• [Input records]
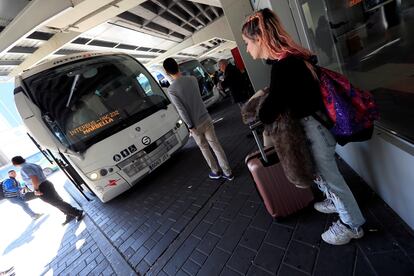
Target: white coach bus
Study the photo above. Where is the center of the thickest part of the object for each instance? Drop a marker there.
(102, 116)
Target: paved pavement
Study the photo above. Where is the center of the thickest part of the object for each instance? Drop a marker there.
(179, 222)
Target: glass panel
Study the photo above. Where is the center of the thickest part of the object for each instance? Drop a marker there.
(88, 100)
(372, 42)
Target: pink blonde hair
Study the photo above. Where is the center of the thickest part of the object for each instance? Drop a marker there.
(265, 24)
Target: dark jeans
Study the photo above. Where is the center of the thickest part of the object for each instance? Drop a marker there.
(52, 197)
(19, 201)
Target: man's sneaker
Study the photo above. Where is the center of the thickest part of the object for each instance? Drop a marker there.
(229, 177)
(68, 219)
(213, 175)
(339, 234)
(326, 206)
(36, 216)
(80, 216)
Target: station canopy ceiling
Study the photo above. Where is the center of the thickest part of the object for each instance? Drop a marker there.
(150, 30)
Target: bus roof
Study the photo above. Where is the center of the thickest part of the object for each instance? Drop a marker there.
(62, 60)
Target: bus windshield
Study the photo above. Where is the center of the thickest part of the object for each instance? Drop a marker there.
(88, 100)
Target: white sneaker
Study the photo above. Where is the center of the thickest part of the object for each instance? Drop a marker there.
(339, 234)
(326, 206)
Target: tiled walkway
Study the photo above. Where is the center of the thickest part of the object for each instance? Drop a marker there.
(179, 222)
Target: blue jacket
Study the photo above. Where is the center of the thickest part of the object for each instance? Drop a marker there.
(11, 187)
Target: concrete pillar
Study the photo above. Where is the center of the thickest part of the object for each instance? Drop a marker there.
(236, 12)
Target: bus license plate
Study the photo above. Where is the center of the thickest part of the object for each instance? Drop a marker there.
(158, 162)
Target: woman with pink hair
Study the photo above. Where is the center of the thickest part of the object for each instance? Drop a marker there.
(294, 88)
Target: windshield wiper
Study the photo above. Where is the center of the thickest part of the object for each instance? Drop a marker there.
(72, 89)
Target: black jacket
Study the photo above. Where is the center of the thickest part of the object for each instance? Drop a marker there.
(233, 79)
(292, 88)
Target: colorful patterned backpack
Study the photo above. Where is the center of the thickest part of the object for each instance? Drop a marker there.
(351, 111)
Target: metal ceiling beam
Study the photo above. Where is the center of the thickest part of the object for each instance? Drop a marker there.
(187, 10)
(203, 12)
(176, 14)
(156, 18)
(224, 46)
(10, 62)
(29, 19)
(215, 3)
(214, 9)
(219, 28)
(86, 22)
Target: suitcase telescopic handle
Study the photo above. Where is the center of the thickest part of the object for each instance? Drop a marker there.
(253, 127)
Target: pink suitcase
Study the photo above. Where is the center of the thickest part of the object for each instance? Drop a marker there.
(280, 197)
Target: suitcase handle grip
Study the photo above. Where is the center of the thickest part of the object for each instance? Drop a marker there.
(253, 126)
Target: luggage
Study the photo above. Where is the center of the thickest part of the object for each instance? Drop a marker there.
(281, 198)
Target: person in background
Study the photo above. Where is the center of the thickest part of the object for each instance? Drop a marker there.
(13, 193)
(185, 95)
(233, 79)
(33, 174)
(294, 87)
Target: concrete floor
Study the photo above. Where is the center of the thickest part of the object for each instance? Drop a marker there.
(179, 222)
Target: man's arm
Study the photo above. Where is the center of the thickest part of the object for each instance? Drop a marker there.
(179, 105)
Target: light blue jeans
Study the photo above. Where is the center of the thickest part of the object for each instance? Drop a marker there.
(330, 180)
(23, 204)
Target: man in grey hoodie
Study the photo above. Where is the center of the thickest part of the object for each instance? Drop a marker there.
(186, 97)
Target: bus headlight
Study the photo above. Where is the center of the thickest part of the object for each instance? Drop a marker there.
(178, 124)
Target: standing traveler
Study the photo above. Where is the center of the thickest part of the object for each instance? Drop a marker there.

• [Exercise]
Number every line of the records above as a list, skipping blank lines. Leave the pictures out.

• [Expected answer]
1. Target: white coach bus
2. Study the photo above. Where is the center of the thickest part of the object for each instance? Drop a marker there.
3. (102, 116)
4. Target: paved pavement
5. Study the photo above. Where is the center of the thickest part of the object for each instance? Drop a marker there.
6. (179, 222)
7. Target: glass panel
8. Study the photo above. Where is the center of the thickest part of the object for each instance? Drop a marker there.
9. (88, 100)
10. (372, 42)
11. Target: pink blonde hair
12. Study the photo above. Where is the center of the thickest part of the object for each instance? Drop a marker there.
13. (265, 24)
14. Target: dark jeans
15. Study the photo above. Where is the center of the thickest part of the object for each instance? Drop a marker there.
16. (52, 197)
17. (19, 201)
18. Target: man's sneaker
19. Study the photo above. Where is the center of the thickest part of the object for each instance? Drop a marker there.
20. (229, 177)
21. (68, 219)
22. (213, 175)
23. (339, 234)
24. (326, 206)
25. (36, 216)
26. (80, 216)
27. Target: station canopy ceiling
28. Study the photo above. Where is the center of the thickest part of the object for each instance? Drop a marker there.
29. (150, 30)
30. Target: bus roof
31. Study the photo above. Where is the center of the thickest part of the object for each instance? Drop a marker there.
32. (62, 60)
33. Target: bus windshield
34. Study the photo above. Where is the center of the thickest part of the object for each instance? Drop a marker there.
35. (88, 100)
36. Target: white sneaker
37. Study the photo above. Where is the center of the thickest part of the object for each instance? Drop a marker there.
38. (339, 234)
39. (326, 206)
40. Target: tiled walkway
41. Study the photo above. Where is the center of the thickest part of the object for each instance? Drop a marker there.
42. (179, 222)
43. Target: blue jacket
44. Study the photo above. Where is the center of the thickest part of the object for each instance? Drop a marker there.
45. (11, 187)
46. Target: concrete pillar
47. Study the photo above. Where is the center of the thickest part of the object for each instance? Drop a marker there.
48. (236, 12)
49. Target: bus license plate
50. Study the photo above. Where is the center of the thickest part of the object for each instance? Drop a marker there.
51. (158, 162)
52. Target: woman with pink hair
53. Study the photo above. Where is the center of the thickest part of the object for each instance? Drop a marker there.
54. (294, 88)
55. Target: windshield wiper
56. Study the photo above. Where is the center of the thickest part of the object for each instance? Drop a marker there.
57. (72, 89)
58. Target: black jacket
59. Study the photo above. Where is the center of the thickest part of the object for each instance? Drop a marker there.
60. (233, 79)
61. (292, 88)
62. Target: colorful patterned backpack
63. Study the photo above. Where is the center of the thickest part of the object for each instance? Drop a marker there.
64. (351, 111)
65. Target: metal ceiling beam
66. Study the photo above. Where is the center of the thickest part of the object for each instance? Drop a marker there.
67. (187, 10)
68. (203, 12)
69. (176, 14)
70. (156, 18)
71. (224, 46)
72. (10, 62)
73. (29, 19)
74. (215, 3)
75. (214, 9)
76. (219, 28)
77. (86, 22)
78. Target: suitcase telescopic handle
79. Study the photo above. Where is the center of the thickest part of the object for each instance? Drop a marker there.
80. (253, 127)
81. Target: pink suitcase
82. Study the photo above. Where is the center of the thickest part of the object for each instance? Drop a marker there.
83. (280, 197)
84. Target: suitcase handle grip
85. Study the photo above. Where is the center of the thickest part of the object for each instance? Drop a marker there.
86. (253, 126)
87. Target: luggage
88. Study the photo above. Where is the center of the thickest part of the object for each instance? Drop a marker there.
89. (281, 198)
90. Target: person in background
91. Study the photo above. Where is the center of the thickest part of the object for each instance? Drop a marker there.
92. (13, 193)
93. (185, 95)
94. (233, 79)
95. (33, 174)
96. (294, 87)
97. Target: concrete floor
98. Study the photo above. Where is the center of the thickest part of the object for each instance? Drop a marker there.
99. (179, 222)
100. Target: man's arm
101. Study the photo above. Where is the center of the thickest part of the object for each instance? Drop a marker there.
102. (179, 105)
103. Target: light blue jeans
104. Study the photo above. Where is the center of the thickest part of the object for each instance? Drop a marker there.
105. (330, 180)
106. (23, 204)
107. Target: man in grey hoodie
108. Study the photo above. Where is the center of the thickest part of the object for each instance? Drop a marker there.
109. (186, 97)
110. Target: bus headlight
111. Study the photo above. Where is the center of the thickest part of the object for each instance? Drop a marker there.
112. (178, 124)
113. Target: standing traveler
114. Study the photo above. Where is the center of the thickest part of the object for each instance? Drop a marker there.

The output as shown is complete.